Within the listing below, how many lines contain the word "white"? Answer with the number only.

----------------

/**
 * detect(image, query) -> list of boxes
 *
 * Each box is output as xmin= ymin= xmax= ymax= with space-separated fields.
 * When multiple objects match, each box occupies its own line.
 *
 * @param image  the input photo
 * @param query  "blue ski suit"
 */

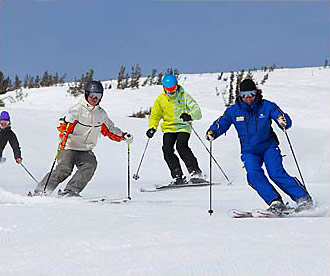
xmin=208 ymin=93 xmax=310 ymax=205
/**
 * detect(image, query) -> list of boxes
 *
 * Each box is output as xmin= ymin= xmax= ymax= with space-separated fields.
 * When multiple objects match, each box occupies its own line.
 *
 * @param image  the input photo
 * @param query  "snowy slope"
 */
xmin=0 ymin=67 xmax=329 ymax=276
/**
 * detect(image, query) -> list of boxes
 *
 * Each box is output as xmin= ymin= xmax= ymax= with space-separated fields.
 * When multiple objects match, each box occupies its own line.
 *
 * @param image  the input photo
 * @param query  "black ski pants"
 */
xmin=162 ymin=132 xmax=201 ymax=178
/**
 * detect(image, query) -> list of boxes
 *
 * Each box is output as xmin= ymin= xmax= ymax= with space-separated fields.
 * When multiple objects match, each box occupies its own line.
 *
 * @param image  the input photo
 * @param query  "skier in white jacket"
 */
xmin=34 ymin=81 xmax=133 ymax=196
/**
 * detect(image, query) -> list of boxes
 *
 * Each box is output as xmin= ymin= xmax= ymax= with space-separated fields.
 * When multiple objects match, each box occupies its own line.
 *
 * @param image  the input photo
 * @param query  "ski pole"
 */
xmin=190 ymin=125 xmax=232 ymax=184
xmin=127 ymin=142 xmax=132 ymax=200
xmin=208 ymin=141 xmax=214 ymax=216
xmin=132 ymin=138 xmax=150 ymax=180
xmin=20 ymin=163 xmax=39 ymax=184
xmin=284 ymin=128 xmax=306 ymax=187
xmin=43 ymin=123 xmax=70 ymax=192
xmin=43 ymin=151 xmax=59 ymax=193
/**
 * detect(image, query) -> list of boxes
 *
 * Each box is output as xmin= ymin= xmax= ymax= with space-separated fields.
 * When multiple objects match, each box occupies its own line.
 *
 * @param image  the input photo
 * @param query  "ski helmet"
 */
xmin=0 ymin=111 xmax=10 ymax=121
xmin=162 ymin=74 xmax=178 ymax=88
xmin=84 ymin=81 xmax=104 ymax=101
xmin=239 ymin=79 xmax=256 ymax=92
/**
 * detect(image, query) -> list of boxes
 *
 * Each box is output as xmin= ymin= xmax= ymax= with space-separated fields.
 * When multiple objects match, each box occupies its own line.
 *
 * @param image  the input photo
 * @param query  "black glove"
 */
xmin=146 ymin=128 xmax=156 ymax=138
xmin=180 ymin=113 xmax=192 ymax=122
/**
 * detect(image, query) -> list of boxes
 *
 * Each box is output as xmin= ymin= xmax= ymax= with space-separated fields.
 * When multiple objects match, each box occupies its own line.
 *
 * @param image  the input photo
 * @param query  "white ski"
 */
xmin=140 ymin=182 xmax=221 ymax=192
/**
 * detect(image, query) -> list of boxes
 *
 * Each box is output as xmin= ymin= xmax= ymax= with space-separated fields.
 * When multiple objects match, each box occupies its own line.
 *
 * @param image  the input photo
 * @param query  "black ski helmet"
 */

----------------

Answer for the task: 2